Given data:
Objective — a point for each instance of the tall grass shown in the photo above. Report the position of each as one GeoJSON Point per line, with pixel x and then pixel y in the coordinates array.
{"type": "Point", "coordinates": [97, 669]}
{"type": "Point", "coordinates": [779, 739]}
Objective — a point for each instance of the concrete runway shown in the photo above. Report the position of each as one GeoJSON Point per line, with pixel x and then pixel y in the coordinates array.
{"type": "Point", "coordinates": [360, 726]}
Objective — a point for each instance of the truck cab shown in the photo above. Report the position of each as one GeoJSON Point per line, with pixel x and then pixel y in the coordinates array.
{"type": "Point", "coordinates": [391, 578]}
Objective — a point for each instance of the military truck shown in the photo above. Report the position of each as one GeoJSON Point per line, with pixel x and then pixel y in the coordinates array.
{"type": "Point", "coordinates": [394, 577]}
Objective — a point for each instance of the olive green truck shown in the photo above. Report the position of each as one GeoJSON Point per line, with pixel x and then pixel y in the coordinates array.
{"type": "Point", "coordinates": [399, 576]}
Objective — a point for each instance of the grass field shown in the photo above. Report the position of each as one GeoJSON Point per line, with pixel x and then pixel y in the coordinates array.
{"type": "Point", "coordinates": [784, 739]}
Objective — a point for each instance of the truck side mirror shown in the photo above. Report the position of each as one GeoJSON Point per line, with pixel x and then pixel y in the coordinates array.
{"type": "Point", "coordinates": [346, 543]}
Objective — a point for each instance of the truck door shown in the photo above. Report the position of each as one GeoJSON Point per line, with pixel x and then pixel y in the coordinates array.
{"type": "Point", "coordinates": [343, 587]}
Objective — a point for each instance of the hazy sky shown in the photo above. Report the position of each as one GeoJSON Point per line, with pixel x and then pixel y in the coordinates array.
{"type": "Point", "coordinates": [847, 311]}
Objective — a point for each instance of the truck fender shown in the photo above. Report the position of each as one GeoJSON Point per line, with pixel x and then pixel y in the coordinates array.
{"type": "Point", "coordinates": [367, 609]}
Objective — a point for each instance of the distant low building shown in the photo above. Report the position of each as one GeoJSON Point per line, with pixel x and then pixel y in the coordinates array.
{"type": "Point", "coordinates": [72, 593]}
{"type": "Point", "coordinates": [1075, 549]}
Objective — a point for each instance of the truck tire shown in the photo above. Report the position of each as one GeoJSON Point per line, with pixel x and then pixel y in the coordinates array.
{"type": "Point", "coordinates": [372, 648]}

Work instructions: Carry over every line between the one containing "Objective — a point for each instance of the truck door" and the end of the items, inclusive, leaving all wording intact except that 13 is added to both the x and y coordinates of every answer point.

Exercise solution:
Objective — a point for each instance of the truck door shown in the photo above. Report the position of each as one GeoJSON Point per line, with pixel x and then pixel y in the coordinates array.
{"type": "Point", "coordinates": [356, 600]}
Objective — a point for each instance of the hazy sky shown in the photo above. Report the position of each as one GeoJSON Point per line, with pixel x and then pixel y in the coordinates array.
{"type": "Point", "coordinates": [860, 324]}
Objective — a point for each instance of the truck fender shown in the photo above. Report the position of each as one GeoJSON Point per line, with pixel x and then pixel y in the coordinates array.
{"type": "Point", "coordinates": [380, 622]}
Objective — a point for each instance of the distant low building shown in the photo above. Report the position of each as one GeoJSON Point per line, with pixel x and then pixel y in the coordinates array.
{"type": "Point", "coordinates": [85, 606]}
{"type": "Point", "coordinates": [1088, 562]}
Objective — a point for each instance of the truck tire shown in the photo above. Report the position of each as one GeoJSON Point per line, with pixel x and then pixel y in the coordinates array.
{"type": "Point", "coordinates": [385, 661]}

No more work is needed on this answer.